>> Begin PROVIDED RECORDS

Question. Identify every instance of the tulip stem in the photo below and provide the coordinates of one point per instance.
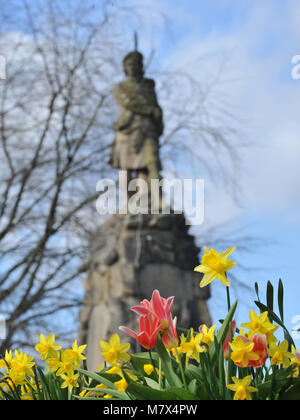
(152, 363)
(228, 298)
(179, 361)
(159, 373)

>> End PROVIDED RECORDS

Write all the rows above again, including the line with the request, and add 70 to each coordinate in the answer points. Omit the picture.

● **SOLUTION TO THE PROBLEM**:
Question. Identify every instance of the tulip stem in the photo below and provide the coordinates of one point per instance.
(222, 433)
(298, 368)
(249, 431)
(229, 443)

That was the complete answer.